## Required work:
Would you retype every line below without changing anything?

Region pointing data
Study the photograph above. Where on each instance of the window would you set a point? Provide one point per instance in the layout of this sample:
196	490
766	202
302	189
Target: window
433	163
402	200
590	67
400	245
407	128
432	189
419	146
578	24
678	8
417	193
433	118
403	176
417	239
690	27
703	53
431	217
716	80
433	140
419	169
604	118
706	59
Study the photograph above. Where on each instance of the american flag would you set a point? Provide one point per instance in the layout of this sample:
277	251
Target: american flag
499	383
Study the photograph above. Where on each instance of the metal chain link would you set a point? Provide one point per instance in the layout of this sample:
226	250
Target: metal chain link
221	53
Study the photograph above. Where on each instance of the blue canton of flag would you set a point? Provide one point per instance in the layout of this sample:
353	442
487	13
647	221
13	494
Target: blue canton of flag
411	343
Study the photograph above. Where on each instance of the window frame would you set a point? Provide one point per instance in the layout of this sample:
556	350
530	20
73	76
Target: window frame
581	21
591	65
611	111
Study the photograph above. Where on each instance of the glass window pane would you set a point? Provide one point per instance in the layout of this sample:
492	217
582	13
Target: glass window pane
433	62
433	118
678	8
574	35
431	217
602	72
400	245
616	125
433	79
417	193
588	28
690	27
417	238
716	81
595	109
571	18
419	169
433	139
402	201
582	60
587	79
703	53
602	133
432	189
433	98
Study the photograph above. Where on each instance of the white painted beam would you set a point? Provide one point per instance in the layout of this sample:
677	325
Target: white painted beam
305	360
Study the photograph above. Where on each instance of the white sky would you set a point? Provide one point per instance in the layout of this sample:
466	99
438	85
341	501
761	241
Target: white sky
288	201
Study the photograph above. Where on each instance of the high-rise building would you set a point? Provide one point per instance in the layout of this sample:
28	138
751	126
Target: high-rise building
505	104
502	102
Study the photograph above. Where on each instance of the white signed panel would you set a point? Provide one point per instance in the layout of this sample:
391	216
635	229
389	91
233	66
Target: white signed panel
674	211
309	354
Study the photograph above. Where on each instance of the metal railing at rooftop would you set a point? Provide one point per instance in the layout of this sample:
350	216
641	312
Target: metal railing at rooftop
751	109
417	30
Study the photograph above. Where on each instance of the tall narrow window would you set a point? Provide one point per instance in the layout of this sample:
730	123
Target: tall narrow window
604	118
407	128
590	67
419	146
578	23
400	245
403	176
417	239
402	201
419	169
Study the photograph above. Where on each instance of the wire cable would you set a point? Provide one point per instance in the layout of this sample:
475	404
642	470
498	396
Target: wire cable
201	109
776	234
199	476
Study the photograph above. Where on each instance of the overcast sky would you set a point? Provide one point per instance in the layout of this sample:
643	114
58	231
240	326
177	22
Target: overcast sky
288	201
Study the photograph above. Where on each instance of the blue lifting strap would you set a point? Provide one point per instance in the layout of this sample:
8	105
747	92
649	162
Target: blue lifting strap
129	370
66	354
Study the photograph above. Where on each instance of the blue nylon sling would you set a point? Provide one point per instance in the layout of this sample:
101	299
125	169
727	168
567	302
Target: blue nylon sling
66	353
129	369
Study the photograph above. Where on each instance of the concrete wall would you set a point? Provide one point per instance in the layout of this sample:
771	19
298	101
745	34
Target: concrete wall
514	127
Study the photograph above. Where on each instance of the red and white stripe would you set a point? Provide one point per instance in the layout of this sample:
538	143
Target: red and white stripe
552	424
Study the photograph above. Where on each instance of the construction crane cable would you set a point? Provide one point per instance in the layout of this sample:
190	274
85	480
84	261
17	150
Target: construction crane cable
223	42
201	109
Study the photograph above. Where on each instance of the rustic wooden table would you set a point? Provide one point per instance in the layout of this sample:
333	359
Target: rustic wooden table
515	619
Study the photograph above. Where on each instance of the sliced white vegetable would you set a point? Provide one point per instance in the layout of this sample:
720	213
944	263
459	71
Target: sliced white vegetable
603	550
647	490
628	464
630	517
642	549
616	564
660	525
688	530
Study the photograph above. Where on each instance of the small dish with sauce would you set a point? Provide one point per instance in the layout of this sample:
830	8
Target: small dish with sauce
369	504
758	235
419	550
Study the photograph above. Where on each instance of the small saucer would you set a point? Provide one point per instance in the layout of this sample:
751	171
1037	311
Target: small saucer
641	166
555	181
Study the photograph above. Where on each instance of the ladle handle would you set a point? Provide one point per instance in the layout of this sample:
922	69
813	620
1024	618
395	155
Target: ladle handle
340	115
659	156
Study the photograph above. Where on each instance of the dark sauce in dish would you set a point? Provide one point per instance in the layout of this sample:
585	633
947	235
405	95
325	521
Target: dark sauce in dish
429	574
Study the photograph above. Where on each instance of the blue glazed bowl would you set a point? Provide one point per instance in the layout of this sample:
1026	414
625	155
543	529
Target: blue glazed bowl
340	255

## Answer for the task:
Study the photograph above. Where on each instance of the window would you set a point? Provide one point per instance in the layout of this sample:
196	490
766	202
302	189
Target: window
433	163
402	200
590	67
400	245
407	128
432	189
419	146
578	24
678	8
417	193
433	118
403	176
417	239
690	27
703	53
431	217
716	80
433	140
419	169
604	118
706	59
Study the photograph above. Where on each instance of the american flag would you set a point? Provide one point per instance in the layout of this sample:
277	251
Target: american flag
499	383
Study the photograph above. Where on each instance of the metal chain link would you set a point? Provide one point per instance in the layout of this sample:
226	250
Target: metal chain link
221	53
Study the photograph above. Where on each instance of the blue canton of flag would you set a point? Provide one point per instance in the layout of this sample:
353	442
487	13
647	221
13	494
Target: blue canton of flag
411	343
Study the photograph above. Where on each instance of the window frame would you set a point? Provide one point per instance in the layout of this sample:
556	350
530	20
73	76
Target: window frame
581	21
591	65
611	111
Study the photograph above. Where on each instance of the glass window pane would you set a point? Provide one point per instance in the layout of this sample:
492	217
582	13
Target: glass window pane
433	62
433	118
678	8
574	35
431	217
602	72
400	245
616	125
433	79
417	193
588	28
690	27
417	238
716	81
595	109
571	18
419	169
433	139
402	201
582	60
587	79
703	53
602	133
432	189
433	98
Study the photograph above. Where on each instance of the white painted beam would you set a point? Provide one point per instance in the layout of this sample:
677	325
Target: white painted beam
305	360
Study the photograph above. Where on each instance of the white sky would you set a point? Provide one point per instance in the layout of this sample:
466	99
438	85
341	501
761	241
Target: white sky
288	201
Study the photograph above. Where on each instance of the high-rise building would you set a point? Provide one point per instance in the layout of this sample:
28	138
751	126
Target: high-rise building
505	104
502	102
Study the photograph above. Where on each instance of the white signed panel would you set a point? Provide one point per instance in the layout of this sample:
391	216
635	229
389	91
233	66
Target: white signed panel
674	211
309	354
Study the photograph above. Where on each instance of the metal railing at rooftop would you set a point? Provide one point per instance in the layout of this sample:
350	216
641	312
Target: metal railing at rooftop
751	109
417	30
Study the photograph above. Where on each instance of the tall narrow window would you set a point? Provide one point per instance in the layout of this sample:
730	123
Target: tall narrow window
604	118
407	128
590	67
419	146
578	23
400	245
403	176
417	239
402	201
419	169
Study the photograph above. Where on each instance of the wire cable would you set a point? Provide one point per instance in the layout of this sample:
475	404
642	470
498	396
Target: wire cable
201	109
776	234
199	476
Study the photograph above. Where on each instance of the overcast sky would you set a point? Provide one point per instance in the layout of this sample:
643	114
58	231
240	326
177	22
Target: overcast sky
288	201
Study the photograph above. Where on each instance of the blue lifting strap would you set a point? Provide one point per instance in the layout of this sample:
8	105
747	92
649	162
Target: blue lifting strap
129	370
66	354
Study the photograph above. Where on each instance of the blue nylon sling would you set a point? Provide one point per instance in the layout of this sample:
101	299
125	169
727	168
567	302
Target: blue nylon sling
66	353
129	369
Study the photograph above. Where on each instance of the concrete wall would you set a point? Provide one point per instance in the layout of this sample:
771	19
298	101
745	34
Target: concrete wall
514	127
Study the photograph above. Where on each instance of the red and white stripe would you set a point? Provide one point per instance in the layout of this sample:
538	143
Target: red and white stripe
552	424
Study the photograph above. Where on each instance of the construction crane cable would you set a point? Provide one point per instance in the layout of this sample:
190	274
85	480
84	261
17	150
Target: construction crane cable
223	42
201	109
Study the photograph above. Where on each instance of the rustic wooden table would you set a point? Provide one point per instance in the layout of this sample:
333	359
Target: rustic wooden table
515	619
Study the photograph above. Where on each instance of the sliced white vegetable would you set a point? Provide one point per instance in the layout of this sample:
720	213
944	263
459	71
Target: sliced white vegetable
603	550
647	490
628	464
630	517
642	549
616	564
660	525
688	530
Study the photograph above. Where on each instance of the small dish with sauce would you set a point? Provide one point per instance in the layout of this sample:
830	8
Target: small dish with sauce
369	504
758	235
419	550
Study the photograph above. Where on each instance of the small saucer would you set a point? Provide one point per instance in the layout of this sample:
751	171
1037	311
Target: small saucer
641	166
555	181
Study the photograph above. Where on each instance of the ladle handle would you set a point? Provide one point per instance in the layout of this sample:
922	69
813	620
1024	618
395	155
Target: ladle handle
340	115
659	156
Study the photograph above. Where on each instance of the dark sauce in dish would you set a point? Provide one point per instance in the layout of this sample:
585	633
947	235
405	95
325	521
Target: dark sauce in dish
429	574
Study the photograph above. Where on each instance of the blue glazed bowl would you set a point? Provide one point per instance in the layout of this sample:
1026	414
625	155
543	529
Target: blue glazed bowl
340	255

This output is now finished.